TASK STATEMENT: In the entries below, find the lines that include "points" and give their number as the whole reply.

DATA EXCERPTS:
■ ■ ■ ■

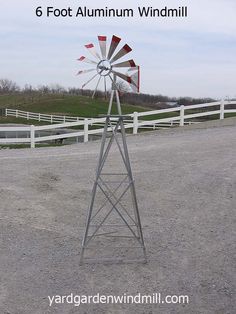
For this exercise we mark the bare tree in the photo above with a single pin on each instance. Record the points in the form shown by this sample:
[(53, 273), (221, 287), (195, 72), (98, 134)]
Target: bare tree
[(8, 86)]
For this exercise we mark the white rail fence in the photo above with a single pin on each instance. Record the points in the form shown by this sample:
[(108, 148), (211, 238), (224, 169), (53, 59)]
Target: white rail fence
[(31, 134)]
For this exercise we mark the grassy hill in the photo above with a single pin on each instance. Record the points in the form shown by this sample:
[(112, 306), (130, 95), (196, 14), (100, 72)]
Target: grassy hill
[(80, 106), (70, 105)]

■ ■ ■ ■

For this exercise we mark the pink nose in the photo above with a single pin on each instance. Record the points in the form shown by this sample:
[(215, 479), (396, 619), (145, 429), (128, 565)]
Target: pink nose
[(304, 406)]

■ ■ ■ ■

EXERCISE OUTPUT: 4